[Activity]: Rewrite the data below with every "rough mask" changed to "coarse mask" and nothing else altered. Leave the pictures out of your answer.

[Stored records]

Segment Open

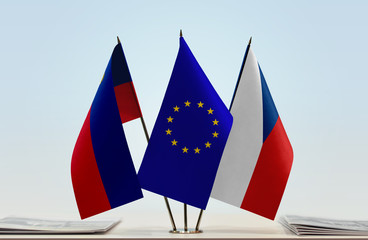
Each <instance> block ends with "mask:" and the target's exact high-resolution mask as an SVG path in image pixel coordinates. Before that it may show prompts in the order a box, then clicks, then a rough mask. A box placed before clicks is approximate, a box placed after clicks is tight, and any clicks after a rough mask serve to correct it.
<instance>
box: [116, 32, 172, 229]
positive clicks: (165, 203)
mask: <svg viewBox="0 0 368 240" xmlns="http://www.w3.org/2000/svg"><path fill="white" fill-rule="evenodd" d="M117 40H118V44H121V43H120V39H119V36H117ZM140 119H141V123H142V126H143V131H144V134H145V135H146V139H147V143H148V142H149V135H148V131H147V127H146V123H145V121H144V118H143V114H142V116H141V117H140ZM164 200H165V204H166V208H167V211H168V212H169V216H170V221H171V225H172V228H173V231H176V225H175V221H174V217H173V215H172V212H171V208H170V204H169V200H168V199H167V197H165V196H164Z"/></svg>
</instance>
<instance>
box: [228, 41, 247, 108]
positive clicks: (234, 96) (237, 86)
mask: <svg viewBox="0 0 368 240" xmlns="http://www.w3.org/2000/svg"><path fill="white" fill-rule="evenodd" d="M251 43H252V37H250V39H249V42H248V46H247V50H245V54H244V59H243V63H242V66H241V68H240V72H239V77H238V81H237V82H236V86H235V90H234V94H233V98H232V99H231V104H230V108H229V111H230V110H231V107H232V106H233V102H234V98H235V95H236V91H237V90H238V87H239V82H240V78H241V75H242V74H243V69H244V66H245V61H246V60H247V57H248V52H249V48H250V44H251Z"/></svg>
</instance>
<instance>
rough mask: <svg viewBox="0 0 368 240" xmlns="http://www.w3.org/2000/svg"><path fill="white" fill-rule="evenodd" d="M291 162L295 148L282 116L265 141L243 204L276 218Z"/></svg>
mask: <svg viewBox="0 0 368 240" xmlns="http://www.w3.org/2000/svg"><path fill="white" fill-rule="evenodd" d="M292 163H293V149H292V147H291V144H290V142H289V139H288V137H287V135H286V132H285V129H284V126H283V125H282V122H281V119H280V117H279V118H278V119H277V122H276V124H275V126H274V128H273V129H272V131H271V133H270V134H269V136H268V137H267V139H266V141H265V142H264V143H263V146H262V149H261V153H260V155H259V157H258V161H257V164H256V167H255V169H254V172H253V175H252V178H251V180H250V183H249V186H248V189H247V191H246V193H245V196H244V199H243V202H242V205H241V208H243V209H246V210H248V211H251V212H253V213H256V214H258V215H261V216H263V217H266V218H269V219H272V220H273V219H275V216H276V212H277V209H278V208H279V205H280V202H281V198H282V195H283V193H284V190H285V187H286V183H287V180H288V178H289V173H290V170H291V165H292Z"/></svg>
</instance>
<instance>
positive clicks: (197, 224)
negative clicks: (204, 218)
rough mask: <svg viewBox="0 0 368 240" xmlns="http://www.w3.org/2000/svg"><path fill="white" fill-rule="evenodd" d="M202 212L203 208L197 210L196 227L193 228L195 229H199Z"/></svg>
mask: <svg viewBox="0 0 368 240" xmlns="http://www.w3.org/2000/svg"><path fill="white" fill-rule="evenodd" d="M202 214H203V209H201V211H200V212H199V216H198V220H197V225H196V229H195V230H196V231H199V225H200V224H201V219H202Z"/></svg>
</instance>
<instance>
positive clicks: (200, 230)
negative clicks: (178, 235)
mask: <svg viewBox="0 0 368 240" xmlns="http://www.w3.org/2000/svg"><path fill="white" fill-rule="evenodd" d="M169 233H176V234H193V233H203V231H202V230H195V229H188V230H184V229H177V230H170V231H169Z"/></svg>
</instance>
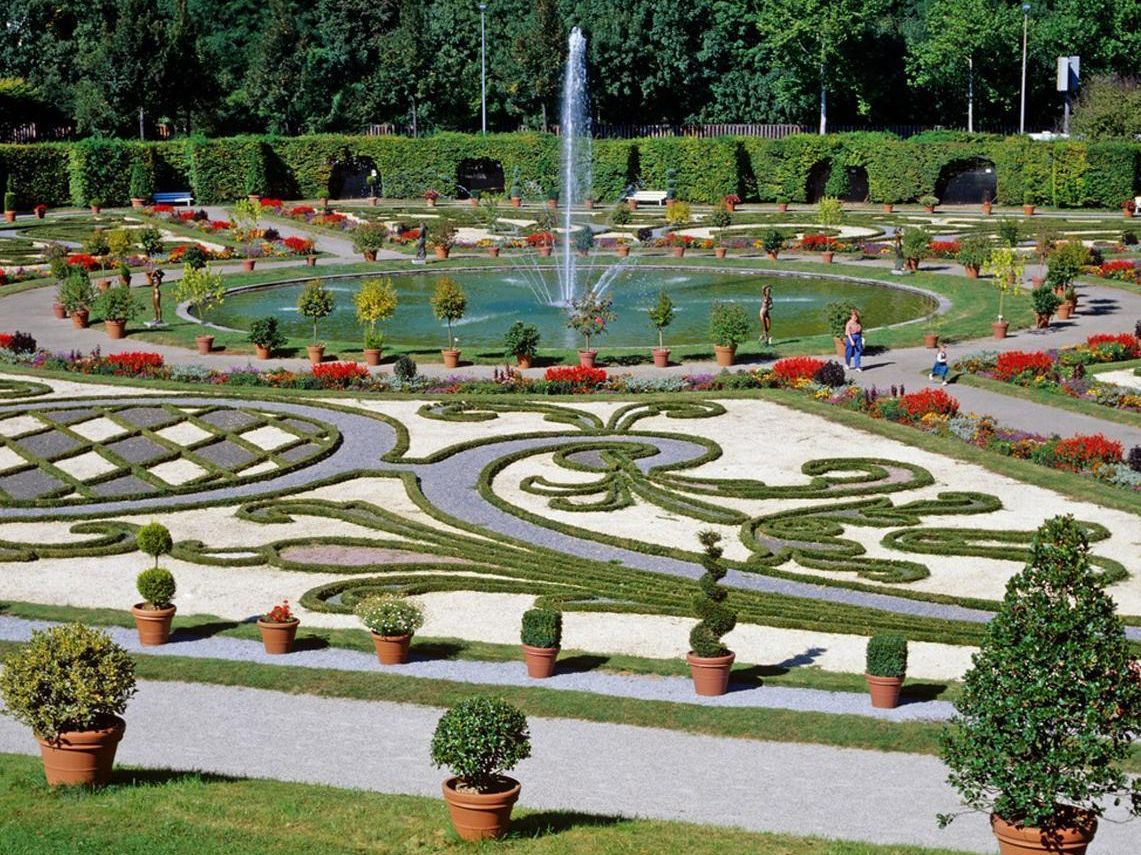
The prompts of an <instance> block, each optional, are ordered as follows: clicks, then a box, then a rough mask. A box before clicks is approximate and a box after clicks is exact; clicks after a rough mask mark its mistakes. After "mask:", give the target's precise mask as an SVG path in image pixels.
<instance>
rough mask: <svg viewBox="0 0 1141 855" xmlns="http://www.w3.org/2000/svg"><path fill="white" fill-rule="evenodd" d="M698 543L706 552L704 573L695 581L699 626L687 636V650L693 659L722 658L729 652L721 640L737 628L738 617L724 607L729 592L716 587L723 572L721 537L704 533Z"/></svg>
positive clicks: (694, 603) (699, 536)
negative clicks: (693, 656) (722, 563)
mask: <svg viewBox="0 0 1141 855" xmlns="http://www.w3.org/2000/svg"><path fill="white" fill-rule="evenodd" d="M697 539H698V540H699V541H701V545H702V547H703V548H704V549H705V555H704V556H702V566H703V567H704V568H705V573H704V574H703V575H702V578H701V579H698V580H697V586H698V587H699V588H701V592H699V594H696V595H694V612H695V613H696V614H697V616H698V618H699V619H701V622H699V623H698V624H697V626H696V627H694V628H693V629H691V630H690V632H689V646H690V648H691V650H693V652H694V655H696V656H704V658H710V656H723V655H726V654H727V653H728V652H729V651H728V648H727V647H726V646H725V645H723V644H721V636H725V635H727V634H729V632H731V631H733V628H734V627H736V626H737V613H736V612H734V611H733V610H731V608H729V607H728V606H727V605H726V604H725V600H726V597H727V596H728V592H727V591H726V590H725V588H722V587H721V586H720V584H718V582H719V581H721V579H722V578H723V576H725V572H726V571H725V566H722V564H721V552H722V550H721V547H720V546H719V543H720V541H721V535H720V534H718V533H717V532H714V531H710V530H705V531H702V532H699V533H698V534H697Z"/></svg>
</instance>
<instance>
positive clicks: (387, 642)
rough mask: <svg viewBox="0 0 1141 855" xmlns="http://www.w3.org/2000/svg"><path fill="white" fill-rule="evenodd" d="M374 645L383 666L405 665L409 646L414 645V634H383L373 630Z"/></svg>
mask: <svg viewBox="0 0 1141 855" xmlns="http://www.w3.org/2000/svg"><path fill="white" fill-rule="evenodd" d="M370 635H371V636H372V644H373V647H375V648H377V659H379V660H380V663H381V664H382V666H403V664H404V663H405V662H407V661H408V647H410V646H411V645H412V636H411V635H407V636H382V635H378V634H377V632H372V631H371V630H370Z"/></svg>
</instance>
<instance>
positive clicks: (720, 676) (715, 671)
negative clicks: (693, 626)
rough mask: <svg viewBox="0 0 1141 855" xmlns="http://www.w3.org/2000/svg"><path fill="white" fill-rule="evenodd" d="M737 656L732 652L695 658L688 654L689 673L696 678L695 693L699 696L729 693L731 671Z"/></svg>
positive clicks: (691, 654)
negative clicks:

Segment Closed

[Solved exercise]:
Each <instance> block ends with "mask:" and the target's exact high-resolution mask as an SVG path in image pixel coordinates. Before that it may show prompts in the order a box, then clicks, then a coarse mask. A box placed before clicks is approximate, a box placed after clicks is tight, and any clicks after a coarse mask serve to correct it.
<instance>
box: [116, 32, 172, 229]
positive clicks: (165, 203)
mask: <svg viewBox="0 0 368 240" xmlns="http://www.w3.org/2000/svg"><path fill="white" fill-rule="evenodd" d="M117 40H118V44H121V43H120V39H119V36H117ZM140 119H141V123H142V126H143V131H144V134H145V135H146V139H147V143H148V142H149V135H148V131H147V127H146V123H145V121H144V118H143V114H142V116H141V117H140ZM164 200H165V204H166V208H167V211H168V212H169V216H170V221H171V225H172V228H173V231H176V225H175V221H174V217H173V215H172V212H171V208H170V204H169V200H168V199H167V197H165V196H164Z"/></svg>
</instance>
<instance>
box: [228, 41, 247, 108]
positive clicks: (234, 96) (237, 86)
mask: <svg viewBox="0 0 368 240" xmlns="http://www.w3.org/2000/svg"><path fill="white" fill-rule="evenodd" d="M251 43H252V37H250V39H249V42H248V46H247V50H245V54H244V59H243V63H242V66H241V68H240V72H239V77H238V81H237V82H236V86H235V90H234V94H233V98H232V99H231V104H230V108H229V111H230V110H231V107H232V106H233V102H234V98H235V95H236V91H237V90H238V87H239V82H240V78H241V75H242V74H243V69H244V66H245V61H246V60H247V57H248V52H249V48H250V44H251Z"/></svg>
</instance>
<instance>
coarse mask: <svg viewBox="0 0 368 240" xmlns="http://www.w3.org/2000/svg"><path fill="white" fill-rule="evenodd" d="M291 162L295 148L282 116L265 141L243 204L276 218Z"/></svg>
mask: <svg viewBox="0 0 368 240" xmlns="http://www.w3.org/2000/svg"><path fill="white" fill-rule="evenodd" d="M292 163H293V149H292V147H291V144H290V142H289V139H288V137H287V135H286V132H285V129H284V126H283V125H282V122H281V119H280V117H279V118H278V119H277V122H276V124H275V126H274V128H273V129H272V131H271V133H270V134H269V136H268V137H267V139H266V141H265V142H264V143H263V146H262V149H261V153H260V155H259V157H258V161H257V164H256V167H255V169H254V172H253V175H252V178H251V180H250V183H249V186H248V189H247V191H246V193H245V196H244V199H243V202H242V205H241V208H243V209H246V210H248V211H251V212H253V213H256V214H258V215H261V216H263V217H266V218H269V219H272V220H273V219H275V216H276V212H277V209H278V208H279V205H280V202H281V198H282V195H283V193H284V190H285V187H286V183H287V180H288V178H289V173H290V170H291V165H292Z"/></svg>
</instance>
<instance>
positive clicks: (197, 224)
negative clicks: (204, 218)
coarse mask: <svg viewBox="0 0 368 240" xmlns="http://www.w3.org/2000/svg"><path fill="white" fill-rule="evenodd" d="M202 212L203 208L197 210L196 227L193 228L195 229H199Z"/></svg>
mask: <svg viewBox="0 0 368 240" xmlns="http://www.w3.org/2000/svg"><path fill="white" fill-rule="evenodd" d="M202 214H203V209H201V211H200V212H199V216H198V220H197V225H196V229H195V230H196V231H199V225H200V224H201V219H202Z"/></svg>
</instance>
<instance>
positive clicks: (200, 230)
negative clicks: (178, 235)
mask: <svg viewBox="0 0 368 240" xmlns="http://www.w3.org/2000/svg"><path fill="white" fill-rule="evenodd" d="M169 233H176V234H193V233H203V231H202V230H195V229H188V230H184V229H177V230H170V231H169Z"/></svg>
</instance>
The prompts of an <instance> block, each optional, are ordered as follows: clicks, then a box, then a coarse mask. A box before clicks is approximate and a box after clicks is exact; clicks after a coarse mask mark its mistakes. After "mask:", give the target's precise mask as an SVG path in image pixels.
<instance>
coarse mask: <svg viewBox="0 0 1141 855" xmlns="http://www.w3.org/2000/svg"><path fill="white" fill-rule="evenodd" d="M698 543L706 552L704 573L695 581L699 626L687 636V650L693 659L722 658L729 652L721 640L737 628L738 617L724 607L729 592L716 587L723 572L721 537L704 533Z"/></svg>
positive clicks: (694, 603) (699, 536)
negative clicks: (693, 656) (722, 563)
mask: <svg viewBox="0 0 1141 855" xmlns="http://www.w3.org/2000/svg"><path fill="white" fill-rule="evenodd" d="M697 539H698V540H699V541H701V545H702V547H703V548H704V549H705V555H704V556H702V566H703V567H704V568H705V573H704V574H703V575H702V578H701V579H698V580H697V586H698V587H699V588H701V592H699V594H696V595H694V612H695V613H696V614H697V616H698V618H699V619H701V622H699V623H698V624H697V626H696V627H694V628H693V629H691V630H690V632H689V646H690V648H691V650H693V652H694V655H696V656H704V658H710V656H723V655H726V654H727V653H728V652H729V651H728V648H727V647H726V646H725V645H723V644H721V636H725V635H727V634H729V632H731V631H733V628H734V627H736V626H737V613H736V612H734V611H733V610H731V608H729V607H728V606H727V605H726V604H725V600H726V597H727V596H728V592H727V591H726V590H725V588H722V587H721V586H720V584H718V582H719V581H721V579H722V578H723V576H725V572H726V571H725V566H722V564H721V552H722V550H721V547H720V546H719V543H720V541H721V535H720V534H718V533H717V532H714V531H710V530H705V531H702V532H699V533H698V534H697Z"/></svg>
</instance>
<instance>
positive clicks: (387, 642)
coarse mask: <svg viewBox="0 0 1141 855" xmlns="http://www.w3.org/2000/svg"><path fill="white" fill-rule="evenodd" d="M374 645L383 666L405 665L409 646L414 645V634H383L373 630Z"/></svg>
mask: <svg viewBox="0 0 1141 855" xmlns="http://www.w3.org/2000/svg"><path fill="white" fill-rule="evenodd" d="M370 635H371V636H372V644H373V647H375V648H377V659H379V660H380V663H381V664H382V666H403V664H404V663H405V662H407V661H408V647H410V646H411V645H412V636H411V635H407V636H382V635H378V634H377V632H372V631H371V630H370Z"/></svg>
</instance>
<instance>
positive clicks: (720, 676) (715, 671)
negative clicks: (693, 626)
coarse mask: <svg viewBox="0 0 1141 855" xmlns="http://www.w3.org/2000/svg"><path fill="white" fill-rule="evenodd" d="M737 656L732 652L695 658L688 654L689 673L696 678L695 693L699 696L729 693L731 671Z"/></svg>
positive clicks: (691, 654)
negative clicks:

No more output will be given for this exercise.